- _Page excerpt_:
Error: com.amazon.redshift.util.RedshiftException: ERROR: column "control_person_id" is of type integer but expression is of type character varying Hint: You will need to rewrite or cast the expression.

SQL:


INSERT INTO n3c_ncats.N3C_CONTROL_MAP
SELECT
person_id, 1 as buddy_num, NULL
FROM n3c_ncats.n3c_case_cohort
WHERE person_id NOT IN (
SELECT case_person_id
FROM n3c_ncats.N3C_CONTROL_MAP
WHERE buddy_num = 1
)
    UNION

    SELECT person_id, 2 as buddy_num, NULL
    FROM n3c_ncats.n3c_case_cohort
    WHERE person_id NOT IN (
        SELECT case_person_id
        FROM n3c_ncats.N3C_CONTROL_MAP
        WHERE buddy_num = 2
        )
> 
> 
> R version:
> R version 4.1.3 (2022-03-10)
> 
> Platform:
> x86_64-w64-mingw32
> 
> Attached base packages:
> - stats
> - graphics
> - grDevices
> - utils
> - datasets
> - methods
> - base
> 
> Other attached packages:
> - N3cOhdsi (0.2.2)
> - zip (2.2.0)
> - SqlRender (1.16.1)
> - remotes (2.4.2.1)
> - DatabaseConnector (6.3.0)

> print(.packages())
> [1] "N3cOhdsi"          "zip"               "SqlRender"         "remotes"          
> [5] "DatabaseConnector" "stats"             "graphics"          "grDevices"        
> [9] "utils"             "datasets"          "methods"           "base"             
also package `fs` used explicitly

DDL of referenced tables:

CREATE TABLE IF NOT EXISTS n3c_ncats.n3c_control_map ( case_person_id INTEGER NOT NULL ENCODE az64 ,buddy_num INTEGER NOT NULL ENCODE az64 ,control_person_id INTEGER ENCODE az64 )

CREATE TABLE IF NOT EXISTS n3c_ncats.n3c_case_cohort ( person_id INTEGER NOT NULL ENCODE az64 ,pt_age VARCHAR(20) ENCODE lzo ,sex VARCHAR(20) ENCODE lzo ,hispanic VARCHAR(20) ENCODE lzo ,race VARCHAR(20) ENCODE lzo )

MPagel commented 7 months ago
INSERT INTO @resultsDatabaseSchema.N3C_CONTROL_MAP
SELECT
        person_id, 1 as buddy_num, CAST(NULL as integer)

- _Dataset excerpts_:
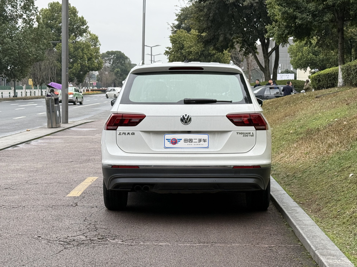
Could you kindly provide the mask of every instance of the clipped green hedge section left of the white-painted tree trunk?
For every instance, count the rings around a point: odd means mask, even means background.
[[[338,67],[324,69],[312,74],[310,80],[314,90],[336,87],[338,83]]]

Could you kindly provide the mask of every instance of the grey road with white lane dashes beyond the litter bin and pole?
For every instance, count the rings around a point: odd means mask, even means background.
[[[103,112],[109,114],[111,100],[104,94],[86,95],[83,105],[68,105],[68,120],[97,118]],[[0,102],[0,125],[0,137],[46,126],[45,99]]]

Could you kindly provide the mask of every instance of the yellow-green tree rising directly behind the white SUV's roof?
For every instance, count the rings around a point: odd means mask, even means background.
[[[198,32],[191,30],[177,30],[170,36],[171,47],[166,47],[164,54],[169,57],[169,62],[189,61],[229,63],[230,53],[219,53],[213,48],[205,47],[198,41]]]

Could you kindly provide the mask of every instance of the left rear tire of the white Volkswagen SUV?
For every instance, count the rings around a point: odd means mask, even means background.
[[[123,210],[128,201],[128,192],[108,190],[103,180],[104,205],[109,210]]]

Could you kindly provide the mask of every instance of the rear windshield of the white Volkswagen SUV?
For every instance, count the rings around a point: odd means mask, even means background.
[[[242,74],[195,71],[130,74],[120,103],[183,104],[184,98],[232,100],[233,104],[252,103]]]

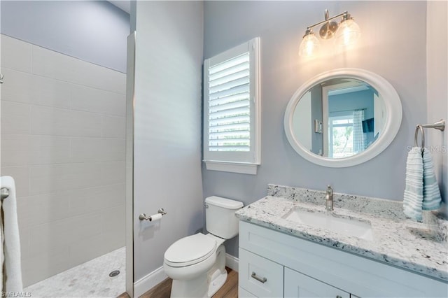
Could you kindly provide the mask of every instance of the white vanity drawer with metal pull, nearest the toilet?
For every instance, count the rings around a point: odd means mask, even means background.
[[[239,286],[255,297],[283,297],[283,266],[239,249]]]

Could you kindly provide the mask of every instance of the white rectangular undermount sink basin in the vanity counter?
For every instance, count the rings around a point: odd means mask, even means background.
[[[332,232],[346,234],[347,236],[355,236],[370,241],[373,240],[372,226],[368,221],[342,218],[337,217],[333,213],[323,213],[297,207],[292,208],[281,218],[311,227],[319,227]]]

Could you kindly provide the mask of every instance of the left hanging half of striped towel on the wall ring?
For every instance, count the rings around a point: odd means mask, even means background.
[[[421,148],[413,147],[407,155],[406,186],[403,198],[403,212],[413,220],[422,220],[423,204],[423,158]]]

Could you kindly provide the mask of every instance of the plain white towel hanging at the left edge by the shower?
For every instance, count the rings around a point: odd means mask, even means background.
[[[1,187],[8,187],[9,196],[1,202],[1,226],[3,247],[1,288],[3,292],[22,292],[22,269],[20,267],[20,236],[17,218],[17,203],[15,201],[15,183],[13,177],[2,176]]]

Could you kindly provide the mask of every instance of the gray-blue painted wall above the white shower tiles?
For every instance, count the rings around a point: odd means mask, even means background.
[[[108,1],[1,1],[1,33],[126,72],[130,15]]]

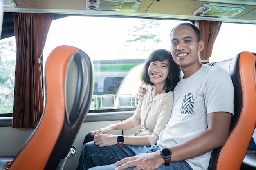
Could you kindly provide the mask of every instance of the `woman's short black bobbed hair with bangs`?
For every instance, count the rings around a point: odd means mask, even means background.
[[[154,62],[154,61],[162,62],[166,59],[169,59],[169,73],[167,76],[169,77],[168,78],[169,80],[166,79],[165,86],[164,86],[165,92],[167,93],[169,91],[173,91],[175,86],[180,80],[180,66],[174,62],[173,57],[171,56],[171,53],[166,49],[158,49],[150,53],[141,73],[141,81],[146,84],[150,84],[151,86],[154,86],[154,84],[150,81],[150,78],[148,75],[148,67],[151,62]]]

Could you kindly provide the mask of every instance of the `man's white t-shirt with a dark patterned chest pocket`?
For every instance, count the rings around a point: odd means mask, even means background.
[[[233,102],[234,88],[227,72],[217,66],[202,65],[177,84],[171,118],[157,144],[160,148],[170,147],[195,137],[207,129],[209,113],[233,114]],[[193,170],[207,170],[210,157],[211,151],[185,161]]]

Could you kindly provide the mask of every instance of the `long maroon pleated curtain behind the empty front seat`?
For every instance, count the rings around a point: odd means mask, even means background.
[[[40,58],[54,14],[14,13],[13,128],[36,127],[44,108]]]

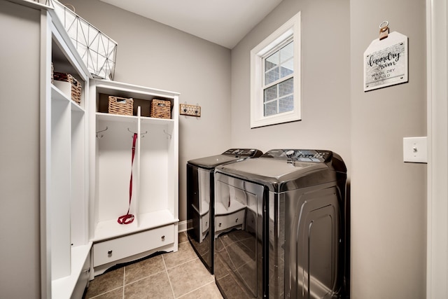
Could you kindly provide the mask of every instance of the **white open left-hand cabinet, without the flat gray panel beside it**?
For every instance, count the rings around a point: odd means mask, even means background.
[[[54,11],[43,18],[45,39],[51,46],[43,52],[45,92],[45,178],[47,199],[42,202],[49,251],[52,298],[76,298],[87,286],[92,242],[88,234],[88,102],[89,71]],[[47,41],[48,42],[48,41]],[[44,47],[45,48],[45,47]],[[51,66],[52,64],[52,66]],[[81,85],[80,103],[73,100],[71,83],[51,81],[55,72],[70,74]],[[50,71],[50,72],[48,72]],[[42,229],[41,229],[42,232]],[[42,243],[43,244],[43,243]]]

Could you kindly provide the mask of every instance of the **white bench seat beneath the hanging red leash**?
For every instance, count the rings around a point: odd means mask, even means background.
[[[125,225],[118,223],[117,219],[102,221],[97,223],[97,227],[94,232],[94,239],[92,239],[92,241],[99,242],[105,239],[113,239],[176,222],[179,222],[179,218],[175,218],[167,209],[151,213],[138,214],[136,215],[133,223]]]

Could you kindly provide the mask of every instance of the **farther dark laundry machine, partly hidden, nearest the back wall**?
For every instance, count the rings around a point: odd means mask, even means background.
[[[221,155],[187,162],[188,239],[197,256],[213,274],[214,250],[214,171],[217,165],[257,158],[261,151],[253,148],[230,148]]]

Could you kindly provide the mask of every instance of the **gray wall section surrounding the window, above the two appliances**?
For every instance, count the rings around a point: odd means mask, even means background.
[[[302,120],[251,129],[250,51],[298,11],[302,17]],[[263,152],[329,149],[349,165],[349,32],[348,0],[283,0],[240,41],[232,50],[232,146]]]

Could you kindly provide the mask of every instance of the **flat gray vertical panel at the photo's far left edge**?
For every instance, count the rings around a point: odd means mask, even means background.
[[[40,24],[41,11],[0,1],[0,298],[41,293]]]

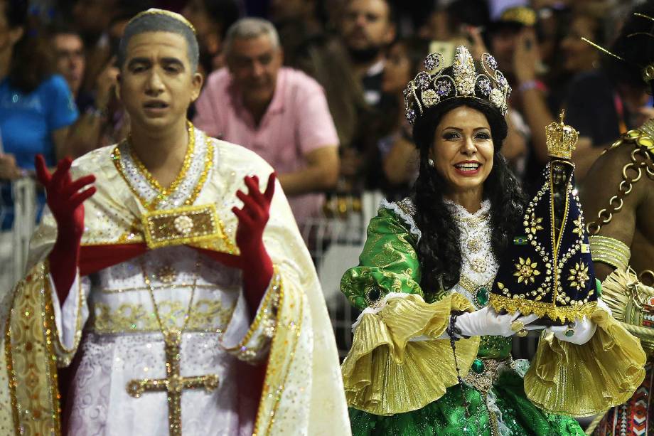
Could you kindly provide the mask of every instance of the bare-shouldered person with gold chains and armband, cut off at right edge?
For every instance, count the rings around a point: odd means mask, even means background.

- _Problems to solve_:
1. Answer each from the Redshift error report.
(a) Which R version is listed?
(b) What type does the table definition give the column control_person_id?
(c) In MPagel's comment, what replaces the bare NULL in the first SELECT?
2. Render this sentence from the Redshift error report in Spanish: "You will need to rewrite or cast the expression."
3. From the Redshift error report, quote the passage starting with "DDL of referenced" and going on through "CAST(NULL as integer)".

- _Solutions to the problems_:
1.
(a) R version 4.1.3 (2022-03-10)
(b) INTEGER
(c) CAST(NULL as integer)

2. Tendrá que reescribir o convertir la expresión.

3.
DDL of referenced tables:

CREATE TABLE IF NOT EXISTS n3c_ncats.n3c_control_map ( case_person_id INTEGER NOT NULL ENCODE az64 ,buddy_num INTEGER NOT NULL ENCODE az64 ,control_person_id INTEGER ENCODE az64 )

CREATE TABLE IF NOT EXISTS n3c_ncats.n3c_case_cohort ( person_id INTEGER NOT NULL ENCODE az64 ,pt_age VARCHAR(20) ENCODE lzo ,sex VARCHAR(20) ENCODE lzo ,hispanic VARCHAR(20) ENCODE lzo ,race VARCHAR(20) ENCODE lzo )

MPagel commented 7 months ago
INSERT INTO @resultsDatabaseSchema.N3C_CONTROL_MAP
SELECT
        person_id, 1 as buddy_num, CAST(NULL as integer)